Task description: Pull out every line of the records below that contains the word "khaki", and copy each one in full. Case counts.

***** Data records *****

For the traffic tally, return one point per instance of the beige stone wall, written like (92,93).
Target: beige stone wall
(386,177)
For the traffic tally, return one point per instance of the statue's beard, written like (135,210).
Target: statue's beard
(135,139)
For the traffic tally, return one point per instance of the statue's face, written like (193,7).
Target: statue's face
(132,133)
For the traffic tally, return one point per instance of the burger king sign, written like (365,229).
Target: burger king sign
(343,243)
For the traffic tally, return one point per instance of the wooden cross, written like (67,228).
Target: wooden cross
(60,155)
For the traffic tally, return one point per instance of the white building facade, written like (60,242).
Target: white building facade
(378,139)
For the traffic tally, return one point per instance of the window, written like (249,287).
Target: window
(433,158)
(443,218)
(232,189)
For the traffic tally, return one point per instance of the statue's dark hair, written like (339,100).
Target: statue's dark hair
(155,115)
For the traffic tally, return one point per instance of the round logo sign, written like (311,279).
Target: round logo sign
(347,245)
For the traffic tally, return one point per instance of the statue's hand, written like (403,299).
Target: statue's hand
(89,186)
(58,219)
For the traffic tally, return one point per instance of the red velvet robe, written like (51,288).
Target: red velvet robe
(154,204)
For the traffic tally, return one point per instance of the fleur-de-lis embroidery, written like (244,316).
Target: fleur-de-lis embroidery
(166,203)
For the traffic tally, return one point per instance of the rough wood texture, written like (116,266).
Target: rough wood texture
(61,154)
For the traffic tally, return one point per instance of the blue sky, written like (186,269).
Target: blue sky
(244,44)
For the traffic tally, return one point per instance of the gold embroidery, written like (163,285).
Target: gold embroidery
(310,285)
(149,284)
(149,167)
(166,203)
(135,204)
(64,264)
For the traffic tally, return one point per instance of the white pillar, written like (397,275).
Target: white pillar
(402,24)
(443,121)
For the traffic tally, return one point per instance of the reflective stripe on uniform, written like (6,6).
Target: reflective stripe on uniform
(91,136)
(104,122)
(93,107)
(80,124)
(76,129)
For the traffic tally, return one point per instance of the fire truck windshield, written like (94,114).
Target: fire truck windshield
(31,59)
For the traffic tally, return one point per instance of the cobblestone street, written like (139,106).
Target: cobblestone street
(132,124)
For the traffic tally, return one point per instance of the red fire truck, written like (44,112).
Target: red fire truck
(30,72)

*****
***** Data records *****

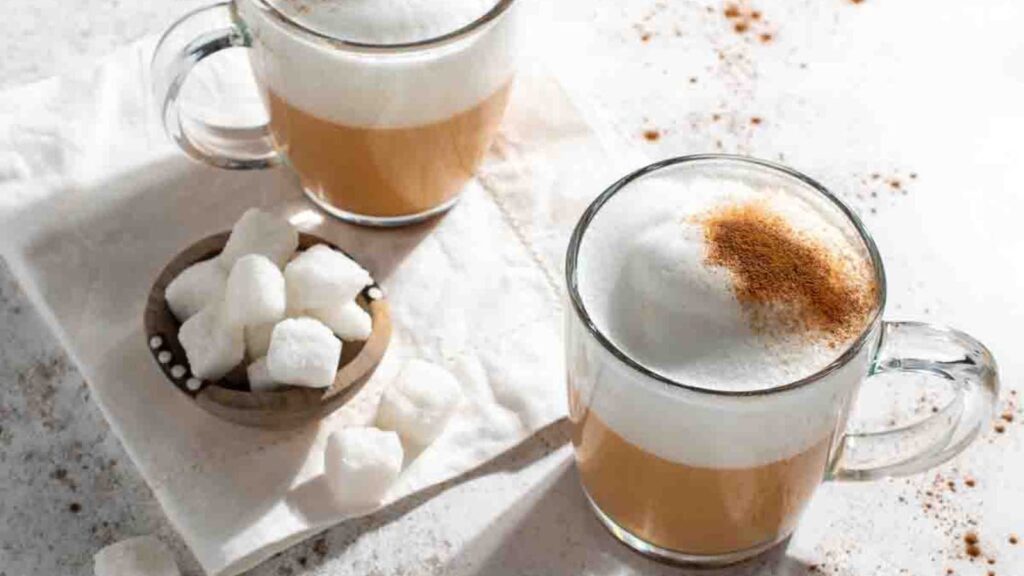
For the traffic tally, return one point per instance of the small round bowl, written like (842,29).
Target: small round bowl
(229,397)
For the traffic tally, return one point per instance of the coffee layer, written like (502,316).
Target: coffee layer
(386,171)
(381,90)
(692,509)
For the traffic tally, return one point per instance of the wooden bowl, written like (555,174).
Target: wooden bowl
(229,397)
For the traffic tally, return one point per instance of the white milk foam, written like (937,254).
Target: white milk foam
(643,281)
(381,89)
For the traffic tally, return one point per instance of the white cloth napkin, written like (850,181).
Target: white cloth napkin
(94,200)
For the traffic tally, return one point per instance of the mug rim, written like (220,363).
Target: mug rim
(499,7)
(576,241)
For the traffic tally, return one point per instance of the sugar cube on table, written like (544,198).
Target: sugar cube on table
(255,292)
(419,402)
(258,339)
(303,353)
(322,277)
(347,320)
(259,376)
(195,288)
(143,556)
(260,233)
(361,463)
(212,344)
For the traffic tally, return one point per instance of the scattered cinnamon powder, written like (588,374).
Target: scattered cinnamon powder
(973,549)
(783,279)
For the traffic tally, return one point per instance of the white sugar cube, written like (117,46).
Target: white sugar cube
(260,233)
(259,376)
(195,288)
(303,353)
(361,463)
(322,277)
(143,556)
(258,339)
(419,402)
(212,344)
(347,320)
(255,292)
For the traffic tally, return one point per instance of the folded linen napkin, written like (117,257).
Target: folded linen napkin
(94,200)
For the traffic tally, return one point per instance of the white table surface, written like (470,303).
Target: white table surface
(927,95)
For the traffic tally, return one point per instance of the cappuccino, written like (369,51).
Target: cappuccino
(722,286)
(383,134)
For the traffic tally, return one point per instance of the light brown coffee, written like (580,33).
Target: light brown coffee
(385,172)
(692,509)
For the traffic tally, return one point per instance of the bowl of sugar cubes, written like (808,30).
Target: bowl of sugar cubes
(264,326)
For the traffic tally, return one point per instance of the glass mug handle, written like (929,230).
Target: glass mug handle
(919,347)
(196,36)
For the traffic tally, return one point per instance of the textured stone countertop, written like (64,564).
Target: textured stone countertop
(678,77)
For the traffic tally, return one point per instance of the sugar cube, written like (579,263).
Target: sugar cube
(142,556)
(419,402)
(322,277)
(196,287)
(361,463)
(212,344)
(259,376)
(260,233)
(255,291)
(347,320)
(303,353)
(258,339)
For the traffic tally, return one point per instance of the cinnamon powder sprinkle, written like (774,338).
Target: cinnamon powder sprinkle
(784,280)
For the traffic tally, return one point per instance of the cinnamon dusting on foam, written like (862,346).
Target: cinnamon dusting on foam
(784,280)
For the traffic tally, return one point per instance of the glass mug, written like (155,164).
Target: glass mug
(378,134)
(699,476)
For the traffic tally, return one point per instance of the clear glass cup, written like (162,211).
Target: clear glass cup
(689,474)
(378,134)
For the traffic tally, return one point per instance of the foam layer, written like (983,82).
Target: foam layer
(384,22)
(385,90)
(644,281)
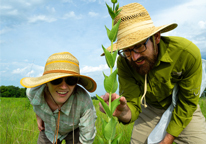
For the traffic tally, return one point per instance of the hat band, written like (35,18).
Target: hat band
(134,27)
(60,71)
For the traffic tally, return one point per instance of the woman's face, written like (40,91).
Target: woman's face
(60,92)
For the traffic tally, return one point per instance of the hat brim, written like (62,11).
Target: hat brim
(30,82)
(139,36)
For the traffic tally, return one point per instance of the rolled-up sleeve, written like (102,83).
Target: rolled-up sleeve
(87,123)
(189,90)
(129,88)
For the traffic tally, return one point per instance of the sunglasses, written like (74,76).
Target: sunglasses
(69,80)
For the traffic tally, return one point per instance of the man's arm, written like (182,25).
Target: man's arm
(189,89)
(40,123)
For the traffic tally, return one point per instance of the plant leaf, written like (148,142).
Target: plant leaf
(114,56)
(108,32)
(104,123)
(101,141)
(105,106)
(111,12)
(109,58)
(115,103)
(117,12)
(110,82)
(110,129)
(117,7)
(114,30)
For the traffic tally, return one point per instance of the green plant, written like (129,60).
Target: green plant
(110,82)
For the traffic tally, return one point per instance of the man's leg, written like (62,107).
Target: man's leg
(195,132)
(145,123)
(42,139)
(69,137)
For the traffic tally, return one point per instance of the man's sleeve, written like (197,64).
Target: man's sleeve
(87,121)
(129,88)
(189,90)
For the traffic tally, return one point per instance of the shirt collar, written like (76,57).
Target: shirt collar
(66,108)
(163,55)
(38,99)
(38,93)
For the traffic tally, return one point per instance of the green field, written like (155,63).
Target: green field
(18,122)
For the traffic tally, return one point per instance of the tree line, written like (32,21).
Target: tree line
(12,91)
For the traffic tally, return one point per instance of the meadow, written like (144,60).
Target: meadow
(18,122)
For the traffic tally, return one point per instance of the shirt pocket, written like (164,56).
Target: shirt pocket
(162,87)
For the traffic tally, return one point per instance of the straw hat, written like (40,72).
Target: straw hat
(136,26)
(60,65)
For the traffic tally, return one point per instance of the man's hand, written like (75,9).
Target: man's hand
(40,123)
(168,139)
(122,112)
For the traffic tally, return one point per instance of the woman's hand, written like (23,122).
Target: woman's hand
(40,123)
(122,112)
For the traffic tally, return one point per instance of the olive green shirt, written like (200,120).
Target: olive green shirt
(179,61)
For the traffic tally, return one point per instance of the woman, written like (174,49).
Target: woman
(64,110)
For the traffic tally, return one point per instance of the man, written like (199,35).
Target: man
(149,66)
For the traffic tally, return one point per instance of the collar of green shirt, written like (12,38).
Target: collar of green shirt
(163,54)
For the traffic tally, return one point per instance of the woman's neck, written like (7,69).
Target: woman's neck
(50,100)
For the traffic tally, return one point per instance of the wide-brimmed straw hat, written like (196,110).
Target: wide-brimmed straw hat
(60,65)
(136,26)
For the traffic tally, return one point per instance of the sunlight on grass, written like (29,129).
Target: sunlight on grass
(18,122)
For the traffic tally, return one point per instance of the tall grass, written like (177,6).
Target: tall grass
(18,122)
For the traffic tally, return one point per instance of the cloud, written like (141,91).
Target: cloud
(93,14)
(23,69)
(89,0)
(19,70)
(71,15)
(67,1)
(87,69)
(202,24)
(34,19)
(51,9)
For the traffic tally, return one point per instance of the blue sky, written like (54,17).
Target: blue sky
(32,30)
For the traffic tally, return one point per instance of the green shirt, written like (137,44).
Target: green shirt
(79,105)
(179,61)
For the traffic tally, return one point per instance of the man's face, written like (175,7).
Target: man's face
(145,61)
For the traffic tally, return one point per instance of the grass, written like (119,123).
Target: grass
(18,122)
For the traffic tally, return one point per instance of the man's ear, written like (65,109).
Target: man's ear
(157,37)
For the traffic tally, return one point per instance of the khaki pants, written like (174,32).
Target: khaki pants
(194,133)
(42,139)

*****
***** Data records *****

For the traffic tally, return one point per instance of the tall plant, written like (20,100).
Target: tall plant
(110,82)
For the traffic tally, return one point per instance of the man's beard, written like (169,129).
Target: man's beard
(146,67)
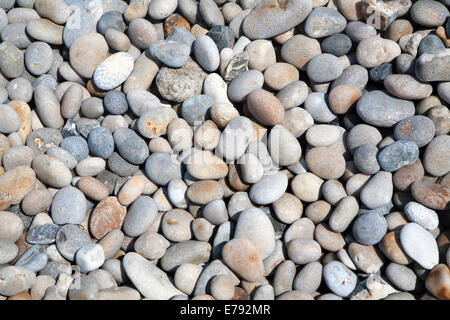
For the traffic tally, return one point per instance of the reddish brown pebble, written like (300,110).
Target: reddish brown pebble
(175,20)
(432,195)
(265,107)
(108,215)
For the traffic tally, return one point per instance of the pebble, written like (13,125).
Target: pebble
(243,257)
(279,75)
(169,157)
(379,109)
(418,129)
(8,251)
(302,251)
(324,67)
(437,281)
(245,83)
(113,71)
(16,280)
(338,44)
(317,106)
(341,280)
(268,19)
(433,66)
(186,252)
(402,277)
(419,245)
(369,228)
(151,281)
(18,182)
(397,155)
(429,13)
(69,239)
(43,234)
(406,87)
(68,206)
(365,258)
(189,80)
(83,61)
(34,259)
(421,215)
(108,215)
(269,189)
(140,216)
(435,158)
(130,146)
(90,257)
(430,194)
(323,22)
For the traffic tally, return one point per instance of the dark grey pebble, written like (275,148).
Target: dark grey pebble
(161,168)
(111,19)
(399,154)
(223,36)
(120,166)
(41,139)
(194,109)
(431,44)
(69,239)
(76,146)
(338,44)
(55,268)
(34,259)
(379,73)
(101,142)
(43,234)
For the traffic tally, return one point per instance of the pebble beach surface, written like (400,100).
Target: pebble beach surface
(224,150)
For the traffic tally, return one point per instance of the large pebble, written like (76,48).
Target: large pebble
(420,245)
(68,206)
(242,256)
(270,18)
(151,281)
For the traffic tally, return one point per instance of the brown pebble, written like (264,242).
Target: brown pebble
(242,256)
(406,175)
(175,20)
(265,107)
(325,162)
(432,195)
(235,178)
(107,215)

*****

Worked solution:
For the traffic tally, return one point per instance of the khaki pants, written like (174,32).
Target: khaki pants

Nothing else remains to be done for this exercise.